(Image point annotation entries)
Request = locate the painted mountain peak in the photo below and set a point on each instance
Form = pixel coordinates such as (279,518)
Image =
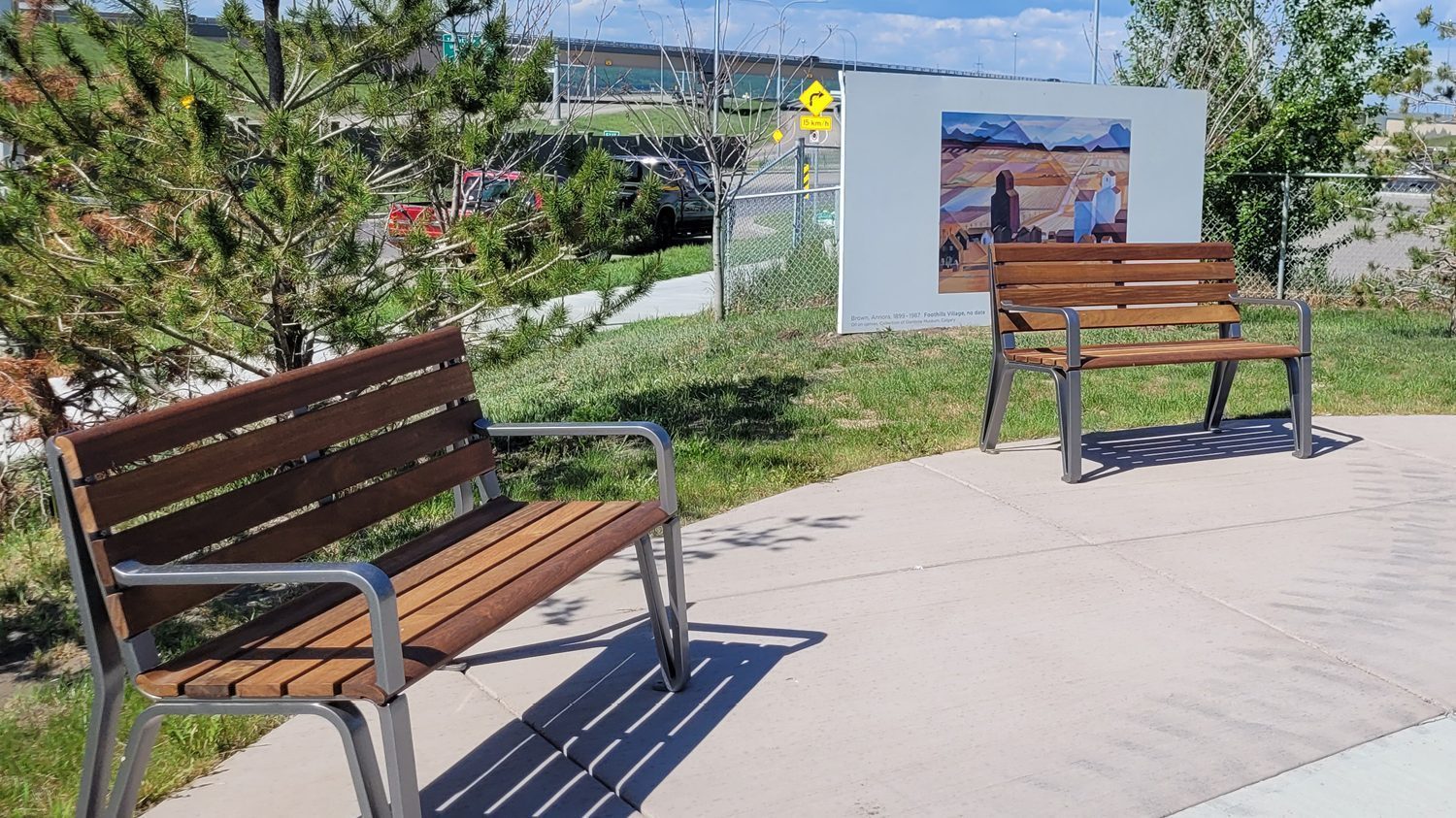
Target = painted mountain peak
(1048,133)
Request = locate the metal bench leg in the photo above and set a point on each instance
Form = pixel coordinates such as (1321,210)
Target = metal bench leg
(1223,373)
(670,620)
(399,759)
(1069,413)
(101,738)
(134,763)
(996,395)
(369,785)
(1301,404)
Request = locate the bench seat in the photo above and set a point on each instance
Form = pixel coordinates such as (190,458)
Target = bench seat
(1202,351)
(454,585)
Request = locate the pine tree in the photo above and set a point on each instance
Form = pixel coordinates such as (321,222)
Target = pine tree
(182,215)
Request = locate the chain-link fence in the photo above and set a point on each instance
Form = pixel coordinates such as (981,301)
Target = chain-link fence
(1316,235)
(780,249)
(1321,236)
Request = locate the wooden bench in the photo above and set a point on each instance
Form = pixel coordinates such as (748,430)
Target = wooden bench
(165,509)
(1075,287)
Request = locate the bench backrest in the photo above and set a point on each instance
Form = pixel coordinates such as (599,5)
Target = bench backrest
(1112,285)
(270,471)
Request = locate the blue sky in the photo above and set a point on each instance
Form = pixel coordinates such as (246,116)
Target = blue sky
(1047,38)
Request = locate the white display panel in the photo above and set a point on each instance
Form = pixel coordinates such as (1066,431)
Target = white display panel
(934,168)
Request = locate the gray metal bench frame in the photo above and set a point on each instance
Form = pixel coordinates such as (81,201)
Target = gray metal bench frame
(116,660)
(1069,380)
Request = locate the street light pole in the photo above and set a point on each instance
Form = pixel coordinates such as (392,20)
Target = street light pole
(565,87)
(718,29)
(661,49)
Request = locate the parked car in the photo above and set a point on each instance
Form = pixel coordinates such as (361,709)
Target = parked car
(684,203)
(483,191)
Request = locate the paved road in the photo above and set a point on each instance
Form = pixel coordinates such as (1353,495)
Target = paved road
(966,635)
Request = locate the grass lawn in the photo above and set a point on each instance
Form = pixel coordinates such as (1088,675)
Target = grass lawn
(756,405)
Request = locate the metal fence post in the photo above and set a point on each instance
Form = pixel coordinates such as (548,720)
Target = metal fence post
(1283,242)
(798,201)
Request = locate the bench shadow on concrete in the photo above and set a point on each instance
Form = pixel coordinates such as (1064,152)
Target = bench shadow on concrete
(612,719)
(1124,450)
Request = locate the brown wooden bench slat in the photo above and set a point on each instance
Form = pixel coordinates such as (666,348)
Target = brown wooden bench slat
(276,658)
(189,474)
(457,632)
(1114,317)
(168,678)
(306,648)
(328,678)
(116,442)
(1103,357)
(244,508)
(274,471)
(1092,296)
(139,608)
(1076,273)
(1124,285)
(1057,252)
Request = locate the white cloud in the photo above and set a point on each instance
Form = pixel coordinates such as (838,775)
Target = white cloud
(1045,44)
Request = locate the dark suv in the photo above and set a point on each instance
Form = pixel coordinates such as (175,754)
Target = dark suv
(684,204)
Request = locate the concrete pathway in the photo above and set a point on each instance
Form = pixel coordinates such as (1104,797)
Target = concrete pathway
(966,635)
(686,296)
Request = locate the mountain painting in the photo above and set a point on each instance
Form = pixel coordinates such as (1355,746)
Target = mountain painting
(1018,178)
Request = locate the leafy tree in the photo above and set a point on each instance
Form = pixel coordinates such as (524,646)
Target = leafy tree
(1289,92)
(182,218)
(1420,82)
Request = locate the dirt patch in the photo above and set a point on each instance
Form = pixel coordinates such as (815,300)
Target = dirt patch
(20,670)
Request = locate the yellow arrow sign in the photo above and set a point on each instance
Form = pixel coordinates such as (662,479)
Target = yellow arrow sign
(815,98)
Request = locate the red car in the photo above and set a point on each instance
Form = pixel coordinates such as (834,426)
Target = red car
(483,191)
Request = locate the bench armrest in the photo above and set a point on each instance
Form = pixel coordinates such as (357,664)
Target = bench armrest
(652,433)
(1068,314)
(1304,314)
(367,578)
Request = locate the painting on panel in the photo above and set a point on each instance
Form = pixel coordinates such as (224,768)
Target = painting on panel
(1021,178)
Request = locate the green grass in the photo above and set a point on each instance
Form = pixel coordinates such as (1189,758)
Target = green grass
(756,405)
(678,261)
(772,401)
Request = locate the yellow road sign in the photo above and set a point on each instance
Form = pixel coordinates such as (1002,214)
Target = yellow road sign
(815,98)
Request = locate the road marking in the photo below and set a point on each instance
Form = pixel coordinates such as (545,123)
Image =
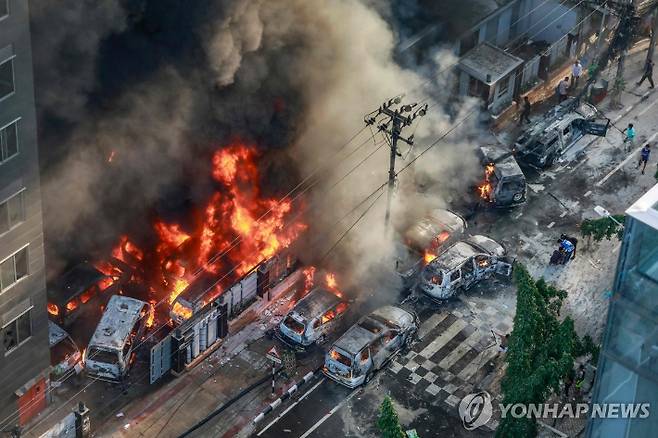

## Directive
Show each line of the records above that contains the string "wooden". Case counts.

## Complete output
Request = locate the wooden bench in the photo above and set a point on each instance
Target = wooden bench
Request = locate the brown wooden bench slat in the photo above and set a point on each instance
Target = brown wooden bench slat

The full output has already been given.